**Text passage:**
■ ■ ■

# Toaster Strudel, Ya?



## SifuPhil (Sep 2, 2013)

Once in a while a television commercial comes along that is so bizarre, so intentionally weird that you can't help but become hypnotized by it.

This has happened to me most recently with this toaster strudel ad - for whatever reason I find it hilarious and laugh like a little kid whenever it comes on. Just wanted to see if anyone else here has seen it and what they think of it ...


----------



## Diwundrin (Sep 2, 2013)

Yeah, works for me.  Now I'll worry all day why.


----------



## Jillaroo (Sep 2, 2013)

_Yeah me too, why am i laughing_


----------



## That Guy (Sep 2, 2013)

Just another lame-ass commercial, YA?


----------



## JustBonee (Sep 3, 2013)

SifuPhil said:


> Once in a while a television commercial comes along that is so bizarre, so intentionally weird that you can't help but become hypnotized by it.
> 
> This has happened to me most recently with this toaster strudel ad - for whatever reason I find it hilarious and laugh like a little kid whenever it comes on. Just wanted to see if anyone else here has seen it and what they think of it ...

■ ■ ■

**Dataset extract:**
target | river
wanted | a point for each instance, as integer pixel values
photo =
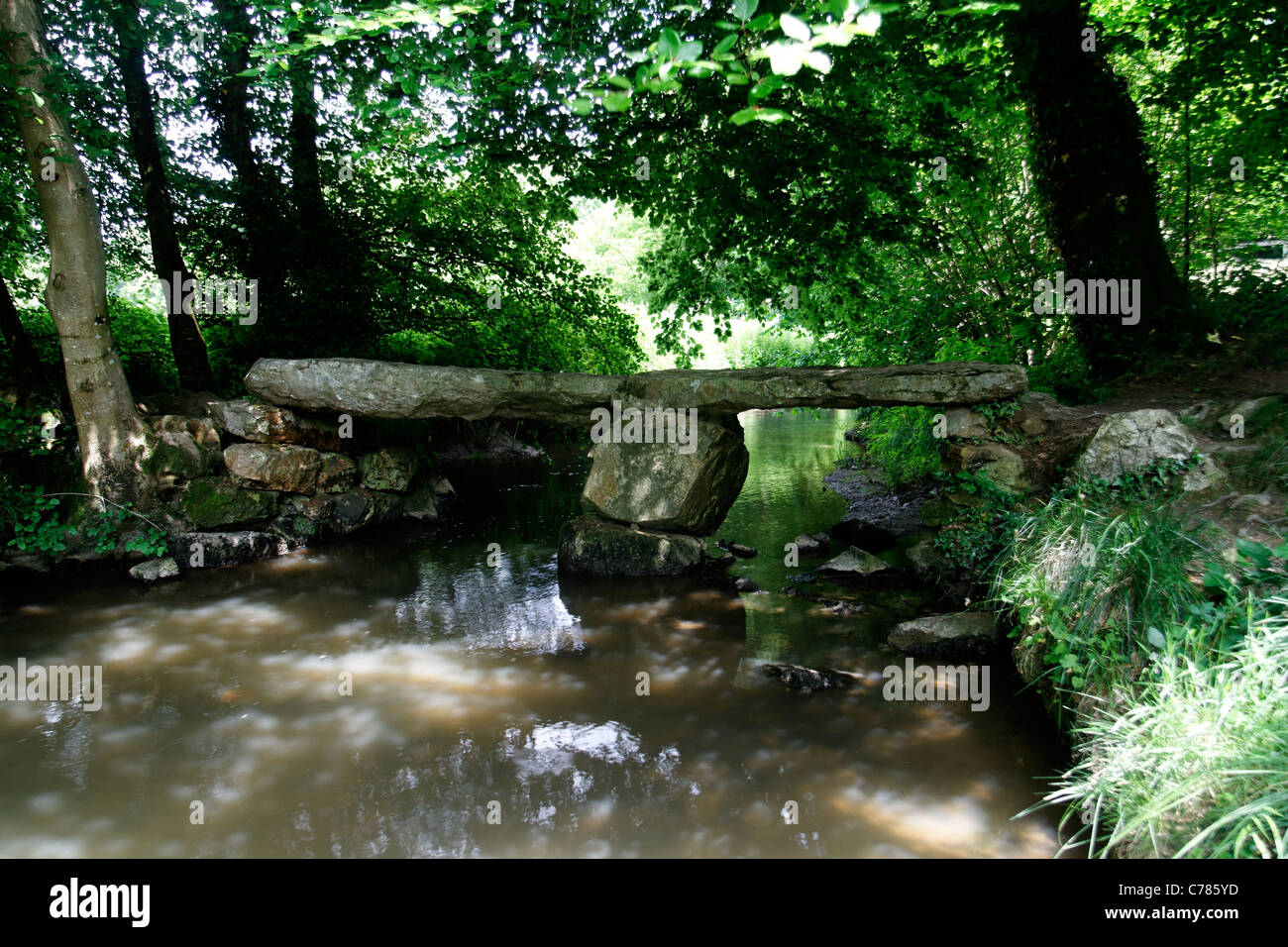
(494, 711)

■ ■ ■

**Written problem A:** In the toaster strudel thread, what does SifuPhil say he does whenever the ad comes on?
**Written problem B:** Reproduce word for word the stretch of the toaster strudel thread that opens with the words containing "## SifuPhil (Sep" and closes with "Diwundrin (Sep 2, 2013)".
Rely only on the thread itself, not on the data.

**Exercise result A:** He laughs like a little kid.

**Exercise result B:**
## SifuPhil (Sep 2, 2013)

Once in a while a television commercial comes along that is so bizarre, so intentionally weird that you can't help but become hypnotized by it.

This has happened to me most recently with this toaster strudel ad - for whatever reason I find it hilarious and laugh like a little kid whenever it comes on. Just wanted to see if anyone else here has seen it and what they think of it ...


----------



## Diwundrin (Sep 2, 2013)